DOCUMENT PASSAGE –
Modiki El Niños and Atlantic hurricane activity
It's an El Niño year, which typically means that Atlantic hurricane activity will be reduced. But not all El Niño events are created equal when it comes to their impact on Atlantic hurricane activity. Over the past 150 years, hurricane damage has averaged $800 million/year in El Niño years and double that during La Niña years. The abnormal warming of the equatorial Eastern Pacific ocean waters in most El Niño events creates an atmospheric circulation pattern that brings strong upper-level winds over the Atlantic, creating high wind shear conditions unfavorable for hurricanes. Yet some El Niño years, like 2004, don't fit this pattern. Residents of Florida and the Gulf Coast will not soon forget the four major hurricanes that pounded them in 2004--Ivan, Frances, Jeanne, and Charley. Overall, the 15 named storms, 9 hurricanes, and 6 intense hurricanes of the hyperactive hurricane season of 2004 killed over 3000 people--mostly in Haiti, thanks to Hurricane Jeanne--and did $40 billion in damage.
A new paper published in Science last Friday attempts to explain why some El Niño years see high Atlantic hurricane activity. "Impact of Shifting Patterns of Pacific Ocean Warming on North Atlantic Tropical Cyclones", by Georgia Tech researchers Hye-Mi Kim, Peter Webster, and Judith Curry, theorizes that Atlantic hurricane activity is sensitive to exactly where in the Pacific Ocean El Niño warming occurs. If the warming occurs primarily in the Eastern Pacific, near the coast of South America, the resulting atmospheric circulation pattern creates very high wind shear over the tropical Atlantic, resulting in fewer hurricanes. This pattern, called the Eastern Pacific Warming (EPW) pattern, occurred most recently during the El Niño years of 1997, 1987, and 1982 (Figure 1). In contrast, more warming occurred in the Central Pacific during the El Niño years of 2004, 2002, 1994, and 1991. The scientists showed that these Central Pacific Warming (CPW) years had lower wind shear over the Atlantic, and thus featured higher hurricane activity than is typical for an El Niño year. One of the paper's authors, Professor Peter J. Webster, said the variant Central Pacific Warming (CPW) El Niño pattern was discovered in the 1980s by Japanese and Korean researchers, who dubbed it modiki El Niño. Modiki is the Japanese word for "similar, but different".

EXTRACTED MATERIAL –
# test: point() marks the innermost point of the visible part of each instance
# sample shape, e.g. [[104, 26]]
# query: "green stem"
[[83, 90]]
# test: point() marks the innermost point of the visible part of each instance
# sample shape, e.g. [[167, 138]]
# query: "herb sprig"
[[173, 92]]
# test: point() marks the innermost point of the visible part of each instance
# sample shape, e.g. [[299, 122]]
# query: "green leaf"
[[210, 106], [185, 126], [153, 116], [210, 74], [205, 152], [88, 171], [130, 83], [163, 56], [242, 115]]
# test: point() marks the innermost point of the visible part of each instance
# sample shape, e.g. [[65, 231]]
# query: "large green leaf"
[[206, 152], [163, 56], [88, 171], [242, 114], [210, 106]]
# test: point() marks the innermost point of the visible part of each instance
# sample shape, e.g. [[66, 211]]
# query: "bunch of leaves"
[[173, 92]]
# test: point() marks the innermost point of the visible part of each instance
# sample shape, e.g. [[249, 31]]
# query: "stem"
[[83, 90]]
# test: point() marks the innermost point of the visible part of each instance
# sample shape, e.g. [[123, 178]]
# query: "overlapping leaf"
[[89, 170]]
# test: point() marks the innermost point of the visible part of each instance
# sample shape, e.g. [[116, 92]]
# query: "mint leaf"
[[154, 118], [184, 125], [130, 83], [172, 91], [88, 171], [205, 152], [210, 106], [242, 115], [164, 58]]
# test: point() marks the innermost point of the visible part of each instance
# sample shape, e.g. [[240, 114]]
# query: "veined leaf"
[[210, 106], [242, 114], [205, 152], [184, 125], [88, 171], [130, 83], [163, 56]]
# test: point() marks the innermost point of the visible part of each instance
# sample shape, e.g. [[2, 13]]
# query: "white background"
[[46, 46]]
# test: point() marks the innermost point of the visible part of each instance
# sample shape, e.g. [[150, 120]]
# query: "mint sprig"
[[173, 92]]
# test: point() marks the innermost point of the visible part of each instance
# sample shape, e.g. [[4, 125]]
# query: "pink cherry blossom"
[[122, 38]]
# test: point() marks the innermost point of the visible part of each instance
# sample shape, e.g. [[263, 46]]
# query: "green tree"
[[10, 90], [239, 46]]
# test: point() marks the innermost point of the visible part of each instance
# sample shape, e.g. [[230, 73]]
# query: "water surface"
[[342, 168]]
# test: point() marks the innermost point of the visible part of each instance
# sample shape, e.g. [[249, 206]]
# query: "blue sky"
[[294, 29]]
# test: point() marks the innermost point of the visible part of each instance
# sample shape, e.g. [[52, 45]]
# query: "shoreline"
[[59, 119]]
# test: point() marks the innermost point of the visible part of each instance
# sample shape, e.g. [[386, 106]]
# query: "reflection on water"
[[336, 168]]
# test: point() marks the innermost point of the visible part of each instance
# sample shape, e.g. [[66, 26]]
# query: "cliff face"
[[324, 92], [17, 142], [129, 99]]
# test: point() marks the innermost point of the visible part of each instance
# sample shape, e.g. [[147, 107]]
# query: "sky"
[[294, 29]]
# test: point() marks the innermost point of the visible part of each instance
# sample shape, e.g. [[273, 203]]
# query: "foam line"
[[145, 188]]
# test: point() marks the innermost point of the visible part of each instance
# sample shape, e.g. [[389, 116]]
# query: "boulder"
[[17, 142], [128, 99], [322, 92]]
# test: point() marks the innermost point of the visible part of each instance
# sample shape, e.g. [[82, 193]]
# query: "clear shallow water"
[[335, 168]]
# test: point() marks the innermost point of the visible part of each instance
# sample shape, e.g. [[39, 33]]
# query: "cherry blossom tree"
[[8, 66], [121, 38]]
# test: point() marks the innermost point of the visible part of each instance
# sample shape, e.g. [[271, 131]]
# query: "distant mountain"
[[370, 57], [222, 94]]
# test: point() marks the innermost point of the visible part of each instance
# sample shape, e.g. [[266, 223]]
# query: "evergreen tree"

YOUR TASKS –
[1] Please check each statement against the passage on modiki El Niños, answering yes or no and quoting the words of the passage that decide it. (a) Over the past 150 years, hurricane damage in La Niña years has averaged about twice that of El Niño years. (b) The modiki El Niño pattern was first found by the Georgia Tech researchers who wrote the Science paper. (c) The El Niño of 1997 followed the Central Pacific Warming pattern.
[2] Continue the passage on modiki El Niños from its final sentence.

RESPONSES BY TASK –
[1]
(a) Yes: "hurricane damage has averaged $800 million/year in El Niño years and double that during La Niña years."
(b) No: "was discovered in the 1980s by Japanese and Korean researchers, who dubbed it modiki El Niño."
(c) No: "This pattern, called the Eastern Pacific Warming (EPW) pattern, occurred most recently during the El Niño years of 1997, 1987, and 1982"

[2]
Figure 1. Difference of Sea Surface Temperature (SST) from average during the peak of hurricane season, August-September-October, for seven years that had El Niño events (except for 2009, when the SST anomaly for July 1 - 3 is plotted). On the left side are years when the El Niño warming primarily occurred in the Eastern Pacific (EPW years). On the right are years when the warming primarily occurred in the Central Pacific (CPW years). Shown on the top of each plot is the number of named storms (NS), hurricanes (H), and intense hurricanes (IH) that occurred in the Atlantic each year. Atlantic hurricane activity tends to be more prevalent in CPW years than EPW years. An average hurricane season has 10 named storms, 6 hurricanes, and 2 intense hurricanes. Image credit: NOAA/ESRL.
What, then, can we expect the current developing El Niño event to do to 2009 hurricane activity? Kim et al. note that in recent decades, the incidence of modiki CPW El Niño years has been increasing, relative to EPW years. However, the preliminary pattern of SST anomalies in the Pacific observed so far in July (lower left image in Figure 1) shows an EPW pattern--more warming in the Eastern Pacific than the Central Pacific. If Kim et al.'s theory holds true, this EPW pattern should lead to an Atlantic hurricane season with activity lower than the average 10 named storms, 6 hurricanes, and 2 intense hurricanes. There is still a possibility that the observed warming pattern could shift to the Central Pacific during the peak portion of hurricane season, however. We are still in the early stages of this El Niño, and it is unclear how it will evolve.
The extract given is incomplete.